%%
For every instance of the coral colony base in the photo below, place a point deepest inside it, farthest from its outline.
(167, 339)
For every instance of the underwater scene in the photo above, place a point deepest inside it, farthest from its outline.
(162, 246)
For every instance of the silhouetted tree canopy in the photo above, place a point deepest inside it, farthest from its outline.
%%
▸ SET PROBLEM:
Convert the entries above into a Markdown table with the columns Row and Line, giving each line its own numbered row and omitting blank lines.

▸ FULL SOLUTION:
| Row | Line |
|---|---|
| 1 | For every instance of the coral colony base in the photo below, place a point deepest inside it, farthest from its outline. |
| 2 | (167, 339) |
| 3 | For every instance of the underwater scene in the photo above, place a point deepest inside it, farthest from its outline. |
| 4 | (162, 246) |
| 5 | For every instance of the silhouetted tree canopy in the photo above, place a point deepest inside it, farthest from its outline. |